**AIM OF THE TASK**
Render every line of the records below as a Markdown table with two columns, Row for the row number and Record line for the line itself. Omit blank lines.

————————

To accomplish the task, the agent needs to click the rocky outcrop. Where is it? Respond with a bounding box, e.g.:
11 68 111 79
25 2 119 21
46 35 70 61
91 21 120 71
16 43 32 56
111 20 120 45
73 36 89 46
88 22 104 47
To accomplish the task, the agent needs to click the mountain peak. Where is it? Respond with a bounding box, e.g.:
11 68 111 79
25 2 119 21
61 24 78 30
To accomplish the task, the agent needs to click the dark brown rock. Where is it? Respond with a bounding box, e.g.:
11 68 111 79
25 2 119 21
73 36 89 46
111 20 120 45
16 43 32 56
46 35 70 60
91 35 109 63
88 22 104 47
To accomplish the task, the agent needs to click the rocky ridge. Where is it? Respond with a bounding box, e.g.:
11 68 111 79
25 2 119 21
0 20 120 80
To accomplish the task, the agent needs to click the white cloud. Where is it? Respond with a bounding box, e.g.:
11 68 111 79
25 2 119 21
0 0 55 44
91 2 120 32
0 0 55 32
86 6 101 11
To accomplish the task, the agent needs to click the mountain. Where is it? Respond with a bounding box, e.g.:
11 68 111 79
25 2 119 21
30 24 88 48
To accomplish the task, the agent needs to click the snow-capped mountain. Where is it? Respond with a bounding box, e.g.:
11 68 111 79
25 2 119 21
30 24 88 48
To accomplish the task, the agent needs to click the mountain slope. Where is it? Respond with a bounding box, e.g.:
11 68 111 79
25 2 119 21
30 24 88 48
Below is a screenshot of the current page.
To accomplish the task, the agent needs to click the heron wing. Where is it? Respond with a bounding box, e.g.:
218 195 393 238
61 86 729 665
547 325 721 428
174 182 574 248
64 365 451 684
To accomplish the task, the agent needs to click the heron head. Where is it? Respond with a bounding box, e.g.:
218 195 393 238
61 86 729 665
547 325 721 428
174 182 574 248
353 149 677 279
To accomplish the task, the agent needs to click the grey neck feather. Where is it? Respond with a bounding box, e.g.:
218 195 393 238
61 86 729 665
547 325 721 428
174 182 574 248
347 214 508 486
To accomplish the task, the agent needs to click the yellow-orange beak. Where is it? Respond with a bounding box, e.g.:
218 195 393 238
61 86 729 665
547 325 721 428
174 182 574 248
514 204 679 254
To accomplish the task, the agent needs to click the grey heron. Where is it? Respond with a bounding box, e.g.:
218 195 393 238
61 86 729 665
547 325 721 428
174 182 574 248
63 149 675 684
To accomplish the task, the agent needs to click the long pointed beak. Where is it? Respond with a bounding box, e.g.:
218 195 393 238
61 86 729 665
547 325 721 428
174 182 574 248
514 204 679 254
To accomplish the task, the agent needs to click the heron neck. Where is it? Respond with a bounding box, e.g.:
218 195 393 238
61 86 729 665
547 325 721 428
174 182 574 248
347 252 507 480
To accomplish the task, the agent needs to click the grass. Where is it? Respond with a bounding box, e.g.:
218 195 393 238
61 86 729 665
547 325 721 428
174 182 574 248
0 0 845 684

————————

**THE SOLUTION**
| Row | Record line |
|---|---|
| 1 | To accomplish the task, the agent needs to click the rocky outcrop. Where is it? Respond with a bounding box, e.g.: |
| 2 | 11 68 111 79 |
| 3 | 25 2 119 21 |
| 4 | 46 35 70 61 |
| 5 | 91 21 120 71 |
| 6 | 16 43 32 56 |
| 7 | 111 20 120 45 |
| 8 | 73 36 89 46 |
| 9 | 88 22 104 47 |
| 10 | To accomplish the task, the agent needs to click the mountain peak. Where is it? Respond with a bounding box, e.g.: |
| 11 | 11 68 111 79 |
| 12 | 25 2 119 21 |
| 13 | 61 24 78 30 |
| 14 | To accomplish the task, the agent needs to click the dark brown rock. Where is it? Respond with a bounding box, e.g.: |
| 15 | 11 68 111 79 |
| 16 | 25 2 119 21 |
| 17 | 73 36 89 46 |
| 18 | 111 20 120 45 |
| 19 | 16 43 32 56 |
| 20 | 46 35 70 60 |
| 21 | 91 35 109 63 |
| 22 | 88 22 104 47 |
| 23 | To accomplish the task, the agent needs to click the rocky ridge. Where is it? Respond with a bounding box, e.g.: |
| 24 | 11 68 111 79 |
| 25 | 25 2 119 21 |
| 26 | 0 20 120 80 |
| 27 | To accomplish the task, the agent needs to click the white cloud. Where is it? Respond with a bounding box, e.g.: |
| 28 | 11 68 111 79 |
| 29 | 25 2 119 21 |
| 30 | 0 0 55 44 |
| 31 | 91 2 120 32 |
| 32 | 0 0 55 32 |
| 33 | 86 6 101 11 |
| 34 | To accomplish the task, the agent needs to click the mountain. Where is it? Respond with a bounding box, e.g.: |
| 35 | 11 68 111 79 |
| 36 | 25 2 119 21 |
| 37 | 30 24 88 48 |
| 38 | To accomplish the task, the agent needs to click the snow-capped mountain. Where is it? Respond with a bounding box, e.g.: |
| 39 | 11 68 111 79 |
| 40 | 25 2 119 21 |
| 41 | 30 24 88 48 |
| 42 | To accomplish the task, the agent needs to click the mountain slope. Where is it? Respond with a bounding box, e.g.: |
| 43 | 11 68 111 79 |
| 44 | 25 2 119 21 |
| 45 | 30 24 88 48 |
| 46 | Below is a screenshot of the current page. |
| 47 | To accomplish the task, the agent needs to click the heron wing. Where is it? Respond with a bounding box, e.g.: |
| 48 | 218 195 393 238 |
| 49 | 61 86 729 665 |
| 50 | 547 325 721 428 |
| 51 | 174 182 574 248 |
| 52 | 64 365 451 684 |
| 53 | To accomplish the task, the agent needs to click the heron head. Where is it? Respond with a bounding box, e.g.: |
| 54 | 218 195 393 238 |
| 55 | 61 86 729 665 |
| 56 | 547 325 721 428 |
| 57 | 174 182 574 248 |
| 58 | 353 149 677 279 |
| 59 | To accomplish the task, the agent needs to click the grey neck feather. Where is it? Respond with a bounding box, e.g.: |
| 60 | 218 195 393 238 |
| 61 | 61 86 729 665 |
| 62 | 547 325 721 428 |
| 63 | 174 182 574 248 |
| 64 | 347 214 508 486 |
| 65 | To accomplish the task, the agent needs to click the yellow-orange beak. Where is it? Respond with a bounding box, e.g.: |
| 66 | 218 195 393 238 |
| 67 | 61 86 729 665 |
| 68 | 547 325 721 428 |
| 69 | 174 182 574 248 |
| 70 | 514 204 679 254 |
| 71 | To accomplish the task, the agent needs to click the grey heron. Where is it? Respond with a bounding box, e.g.: |
| 72 | 218 195 393 238 |
| 73 | 61 86 729 665 |
| 74 | 547 325 721 428 |
| 75 | 174 182 574 248 |
| 76 | 63 149 675 684 |
| 77 | To accomplish the task, the agent needs to click the long pointed beak. Where is it? Respond with a bounding box, e.g.: |
| 78 | 218 195 393 238 |
| 79 | 61 86 729 665 |
| 80 | 547 325 721 428 |
| 81 | 174 182 574 248 |
| 82 | 514 204 679 254 |
| 83 | To accomplish the task, the agent needs to click the heron neck. Where is it? Respond with a bounding box, e.g.: |
| 84 | 218 195 393 238 |
| 85 | 61 86 729 665 |
| 86 | 547 325 721 428 |
| 87 | 174 182 574 248 |
| 88 | 347 252 507 480 |
| 89 | To accomplish the task, the agent needs to click the grass. Where is it? Respond with a bounding box, e.g.: |
| 90 | 218 195 393 238 |
| 91 | 61 86 729 665 |
| 92 | 547 325 721 428 |
| 93 | 174 182 574 248 |
| 94 | 0 0 845 684 |